Exercise requirements
From the first line through the last, transcribe the listing word for word.

___ Records supplied ___

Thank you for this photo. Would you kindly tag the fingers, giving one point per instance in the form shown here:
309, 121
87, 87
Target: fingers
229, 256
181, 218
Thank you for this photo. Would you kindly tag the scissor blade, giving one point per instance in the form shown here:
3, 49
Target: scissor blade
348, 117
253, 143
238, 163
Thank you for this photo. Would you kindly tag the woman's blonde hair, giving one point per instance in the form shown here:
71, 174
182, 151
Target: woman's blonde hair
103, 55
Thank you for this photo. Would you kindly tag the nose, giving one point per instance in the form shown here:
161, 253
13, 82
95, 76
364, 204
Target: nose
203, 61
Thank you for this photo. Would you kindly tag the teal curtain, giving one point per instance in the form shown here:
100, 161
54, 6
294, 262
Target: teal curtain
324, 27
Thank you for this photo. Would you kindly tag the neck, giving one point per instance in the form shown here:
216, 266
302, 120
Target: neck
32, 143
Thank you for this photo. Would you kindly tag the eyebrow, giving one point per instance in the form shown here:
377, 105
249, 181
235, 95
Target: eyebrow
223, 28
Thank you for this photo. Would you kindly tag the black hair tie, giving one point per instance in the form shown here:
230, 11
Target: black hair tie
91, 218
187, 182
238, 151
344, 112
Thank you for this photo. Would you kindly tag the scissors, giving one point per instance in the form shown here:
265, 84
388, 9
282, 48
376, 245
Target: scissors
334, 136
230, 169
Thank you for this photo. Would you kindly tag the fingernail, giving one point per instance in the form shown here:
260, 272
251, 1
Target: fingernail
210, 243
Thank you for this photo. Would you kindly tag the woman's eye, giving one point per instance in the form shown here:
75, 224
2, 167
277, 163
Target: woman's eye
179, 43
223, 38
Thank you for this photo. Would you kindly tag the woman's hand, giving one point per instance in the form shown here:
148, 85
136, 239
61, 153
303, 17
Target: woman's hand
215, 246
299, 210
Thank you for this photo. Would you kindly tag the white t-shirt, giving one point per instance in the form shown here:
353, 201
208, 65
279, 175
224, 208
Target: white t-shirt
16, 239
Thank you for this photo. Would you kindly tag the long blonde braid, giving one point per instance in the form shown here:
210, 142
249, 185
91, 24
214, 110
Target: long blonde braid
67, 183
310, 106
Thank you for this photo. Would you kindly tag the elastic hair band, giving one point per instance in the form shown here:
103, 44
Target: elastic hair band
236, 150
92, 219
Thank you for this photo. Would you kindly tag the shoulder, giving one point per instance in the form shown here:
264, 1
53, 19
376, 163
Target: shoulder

___

Exercise response
Thank you for this photo. Would you kindly tag the fingers, giving one point per instance in the form shown here:
309, 121
87, 87
Target: fingers
229, 256
181, 218
Thank you for this photo. Would you kindly tag the scissor blade, giving one point per instance in the form shown here:
3, 49
Target: scissor blade
348, 117
253, 143
238, 163
Thank you for this photo. Would you kindly tag the woman's blonde hair, giving one point per instance in the form shown here:
71, 174
182, 151
Target: woman's blonde hair
103, 55
Thank you for this photo. Would you kindly tag the nose, giving one point per instance in the form shown here:
161, 253
13, 82
95, 76
364, 204
Target: nose
203, 61
Thank you for this photo. Would you kindly tag the teal curtain, giving one point per instance in the form shown here:
100, 161
54, 6
294, 262
Target: teal curtain
324, 27
Thank you for this photo. Would you kindly tag the neck, giving one point per instance in the form shown here:
216, 266
302, 120
Target: neck
32, 143
Thank you for this photo. Would you kindly tag the eyebrow, giving one point per instance in the form shown here:
377, 105
249, 181
235, 95
Target: eyebrow
223, 28
Thank you for this photo. Would you kindly tag the black hair tie, giving one point per instance in the form shown here:
230, 11
Target: black hair tie
91, 218
187, 182
238, 151
344, 112
Thank you for this photo. Would you kindly tag the scissors, giving one point per instance in the form shown here:
265, 84
388, 9
282, 48
376, 245
Target: scissors
334, 136
230, 169
Thank you for this photo. Would you kindly tag the fingernail, giving one point per instance in the form shown here:
260, 272
251, 1
Target: fingernail
210, 243
Thank you for this photo. Would you kindly tag the woman's eye, giving one point per instance in the form shown here:
75, 224
2, 167
277, 163
Target: woman's eye
179, 43
223, 38
Thank you for this photo. Would you kindly tag the woman's hand, giving one point per instance in the form shown here:
148, 85
136, 239
61, 153
303, 17
Target: woman's hand
215, 246
299, 210
Thank you for this photo. Would you kindly tag the white t-shirt, giving one point per instance in the form shown here:
353, 201
208, 65
279, 175
224, 208
Target: white t-shirt
16, 239
Thank you for this photo. Would you kindly tag the long blonde braid, giving one point per instance in the form shown here:
210, 142
249, 185
91, 24
214, 110
Target: long blonde braid
67, 183
310, 106
Thank you for this photo. Would you kindly tag the elastic hair band, giving one point per instance in the form shown here:
103, 44
Target: elastic hair band
236, 150
92, 219
Thank you for this photo. Would you kindly tag the shoulder, giving one point per instance in the form shown here:
264, 1
53, 19
376, 163
Target: shoulder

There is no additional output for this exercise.